#### EXCERPTED TEXT:
------------------------
|
Novel algorithms and the need to resolve data comparability issue concludes Data Mining conference
Jean-Jack M. Riethoven EMBL Outstation - Hinxton, European Bioinformatics Institute, Wellcome Trust Genome Campus, Hinxton, Cambridge CB10 1SD, United Kingdom
HINXTON, United Kingdom - Data comparability and the need for novel algorithms are key issues, concludes the conference on "Data mining in Bioinformatics - towards in silico Biology". Organised by the European Bioinformatics Institute and held at the Wellcome Trust Genome Campus from 10 to 12 November 1999, the conference attracted more than 275. With fifteen speakers from academia and industry, and forty posters, the conference offered a good opportunity to both get an idea what data mining is all about and to see what it can do, now and in the nearby future, for the bioinformatics scientist.
"During the last few years bioinformatics has been overwhelmed with increasing floods of data, both in terms of volume and in terms of new databases and new types of data. We are now entering the post-genomic age, where, in addition to complete genome sequences, we are learning about gene expression patterns and protein interactions on genomic scales. This poses new challenges. Old ways of dealing with data item by item are no longer sustainable and it is necessary to create new opportunities for discovering biological knowledge in silico by data mining", Alvis Brazma (EMBL-EBI), chair of the organising committee, explains.
"Data mining is roughly defined as 'exploration and analysis by automatic and semi-automatic means, of large quantities of data in order to discover meaningful patterns and rules'. Our conference on 'Data mining for Bioinformatics' brought together researchers interested in both fields, with the aim of generating new ideas and insights into how to tackle the challenge of floods of data in molecular biology. "
The conference kicked off with a plenary talk of Heikki Mannila (Helsinki University of Technology and Nokia Technology) who, as one of the top data mining experts in the world, gave an overview of the various issues and algorithms that are involved in traditional data mining. Usually data mining tasks involve finding some global structure in e.g. clustering or mixture modelling, or finding a local structure in discovering motifs or patterns. The trend now is to go towards combining database methods with statistical procedures.
On data mining in bioinformatics, Heikki said: "I see a very fruitful time of cross-fertilisation of the areas, because first of all in both traditional statistics and computational data-analysis there are a lot of things that are already in place, many of which people maybe don't know much about. But on the other hand what bioinformatics is creating are totally new types of data that statisticians in their very long and solid discipline have never encountered, for example like analysing huge sets of sequences of letters. That simply isn't a traditional statistical data-type. The same is true for gene expression data: that kind of data hasn't been around that long and consequently there are no methods for analysing it. It seems to me that there is much to be done in creating new types of concepts: what do you actually want to find from there. Similarity and clustering are obvious procedures but there might be other things in the data that are biologically even more relevant. Some types of knowledge that are in the data could be obtained and for this new algorithms are needed."
------------------------
#### RECORD EXTRACTS:
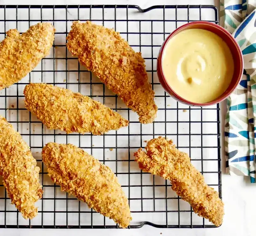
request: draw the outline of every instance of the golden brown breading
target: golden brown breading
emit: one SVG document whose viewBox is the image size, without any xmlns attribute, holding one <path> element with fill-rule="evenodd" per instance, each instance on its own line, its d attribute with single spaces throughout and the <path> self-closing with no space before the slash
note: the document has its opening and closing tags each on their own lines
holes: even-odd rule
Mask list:
<svg viewBox="0 0 256 236">
<path fill-rule="evenodd" d="M 191 164 L 188 154 L 178 150 L 172 140 L 161 137 L 150 140 L 145 148 L 146 153 L 140 148 L 134 154 L 143 171 L 170 180 L 172 190 L 196 213 L 216 226 L 222 224 L 224 204 L 218 193 L 205 183 Z"/>
<path fill-rule="evenodd" d="M 79 93 L 44 83 L 24 89 L 25 106 L 49 129 L 102 134 L 128 125 L 117 112 Z"/>
<path fill-rule="evenodd" d="M 35 203 L 42 197 L 40 168 L 20 134 L 0 116 L 0 175 L 12 200 L 25 219 L 37 214 Z"/>
<path fill-rule="evenodd" d="M 0 90 L 25 77 L 49 54 L 55 31 L 49 23 L 38 23 L 21 35 L 16 29 L 7 32 L 0 43 Z"/>
<path fill-rule="evenodd" d="M 74 195 L 124 228 L 132 220 L 128 200 L 110 168 L 72 144 L 49 143 L 43 149 L 48 175 Z"/>
<path fill-rule="evenodd" d="M 137 112 L 141 123 L 152 123 L 157 107 L 141 53 L 113 29 L 90 21 L 74 21 L 71 28 L 67 46 L 72 54 Z"/>
</svg>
------------------------
#### ASSIGNMENT 1:
Repeat the conference report from "The conference kicked" to "with statistical procedures.".
#### ASSIGNMENT 2:
Answer these questions from the conference report:
(a) On what dates was the conference held?
(b) Who chaired the organizing committee?
(c) Which two institutions are given for Heikki Mannila?

#### WRITTEN REPLY 1:
The conference kicked off with a plenary talk of Heikki Mannila (Helsinki University of Technology and Nokia Technology) who, as one of the top data mining experts in the world, gave an overview of the various issues and algorithms that are involved in traditional data mining. Usually data mining tasks involve finding some global structure in e.g. clustering or mixture modelling, or finding a local structure in discovering motifs or patterns. The trend now is to go towards combining database methods with statistical procedures.

#### WRITTEN REPLY 2:
(a) 10 to 12 November 1999
(b) Alvis Brazma (EMBL-EBI)
(c) Helsinki University of Technology and Nokia Technology